## Information
=-=-=-=-=
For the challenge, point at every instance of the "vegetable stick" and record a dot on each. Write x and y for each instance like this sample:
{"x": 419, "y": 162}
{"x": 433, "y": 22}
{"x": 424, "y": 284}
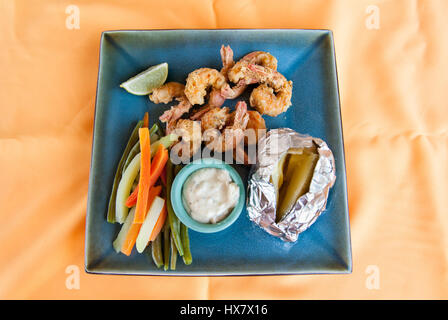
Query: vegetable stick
{"x": 156, "y": 251}
{"x": 188, "y": 259}
{"x": 157, "y": 166}
{"x": 118, "y": 243}
{"x": 163, "y": 176}
{"x": 118, "y": 174}
{"x": 146, "y": 120}
{"x": 145, "y": 172}
{"x": 173, "y": 254}
{"x": 124, "y": 188}
{"x": 134, "y": 229}
{"x": 131, "y": 236}
{"x": 166, "y": 246}
{"x": 173, "y": 220}
{"x": 159, "y": 224}
{"x": 148, "y": 226}
{"x": 136, "y": 148}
=-=-=-=-=
## What you will do
An exact copy of the records above is required, leaving out the pictures.

## Written response
For the challenge, point at every instance of the "vegetable stick" and record a dot on each. Write x and y for each instance like this sample:
{"x": 419, "y": 162}
{"x": 433, "y": 22}
{"x": 424, "y": 284}
Query: vegetable stick
{"x": 156, "y": 251}
{"x": 188, "y": 259}
{"x": 157, "y": 166}
{"x": 118, "y": 243}
{"x": 163, "y": 176}
{"x": 118, "y": 174}
{"x": 146, "y": 120}
{"x": 145, "y": 172}
{"x": 173, "y": 254}
{"x": 124, "y": 188}
{"x": 134, "y": 229}
{"x": 131, "y": 236}
{"x": 166, "y": 246}
{"x": 173, "y": 220}
{"x": 159, "y": 224}
{"x": 148, "y": 226}
{"x": 136, "y": 148}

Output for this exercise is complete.